(Some records)

_ _ _ _ _

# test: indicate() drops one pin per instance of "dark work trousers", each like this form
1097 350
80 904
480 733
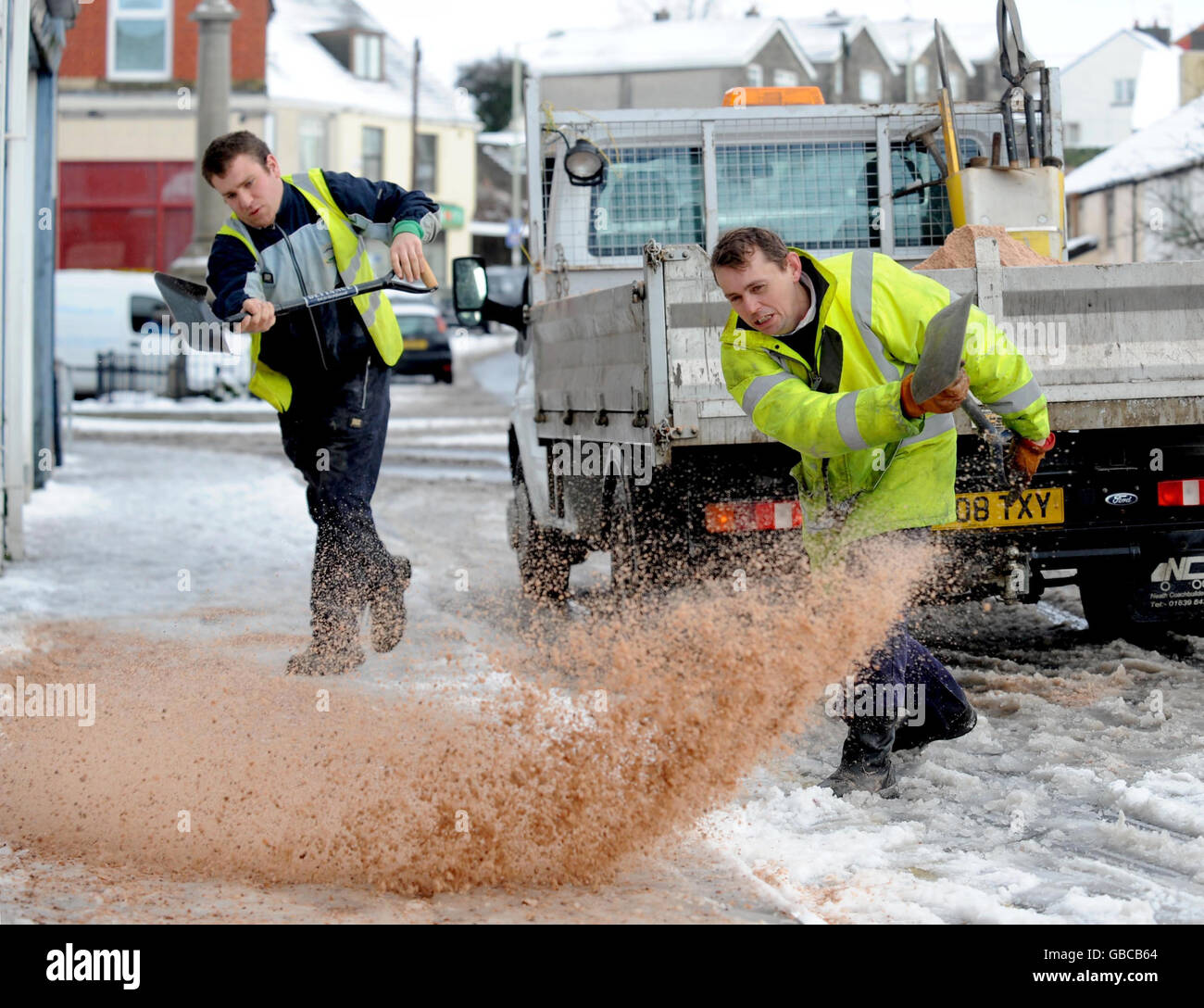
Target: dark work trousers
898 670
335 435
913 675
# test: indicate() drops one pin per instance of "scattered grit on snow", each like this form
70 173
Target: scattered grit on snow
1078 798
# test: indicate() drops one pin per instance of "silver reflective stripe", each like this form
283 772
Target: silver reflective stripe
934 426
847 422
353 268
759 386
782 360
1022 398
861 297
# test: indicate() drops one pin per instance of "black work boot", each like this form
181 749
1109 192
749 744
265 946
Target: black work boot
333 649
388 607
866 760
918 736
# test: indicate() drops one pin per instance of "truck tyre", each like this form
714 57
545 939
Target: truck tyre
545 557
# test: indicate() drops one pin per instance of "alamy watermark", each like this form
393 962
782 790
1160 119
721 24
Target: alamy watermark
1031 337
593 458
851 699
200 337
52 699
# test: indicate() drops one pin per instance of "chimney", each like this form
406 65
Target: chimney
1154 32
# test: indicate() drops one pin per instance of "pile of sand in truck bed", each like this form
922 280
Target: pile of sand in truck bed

_ _ _ _ _

Repeat each line of the records above exactly, but do not copy the pictures.

# test: indicate() drops one pin per instance of "dark work trousers", each like this form
1097 350
80 904
480 733
Target: dark work trousers
898 670
335 435
913 675
# test: indicate() drops one pin per instance of "scattered grit on snow", each like this form
70 173
Target: scattered grit on snow
1078 798
# test: indicate() drops one pin per instance of "silver reflective stripe", each like this form
283 772
Target: silver reflective stripe
934 426
847 422
353 268
759 386
782 360
1022 398
861 297
# test: indicate() drops one pin per instance of "black work boot", each like this form
181 749
1109 192
749 744
265 946
Target: black work boot
333 649
388 607
866 760
918 736
# test: indicate() drops one pin per instance of "truck tyre", each like this form
714 57
545 939
Target: truck tyre
545 557
# test: indicate() drops one pin per instance of "alamy watermark", each like this form
393 962
782 790
1160 119
721 24
Target: alamy watermark
1031 337
593 458
851 699
200 337
52 699
# test: indicate() drops one pin per instance of "chimney", each like this form
406 65
Target: chimney
1154 32
# test: indicate() drops one pin per instance of "pile of sand in truck bed", each like this form
922 280
Target: pile of sand in truck bed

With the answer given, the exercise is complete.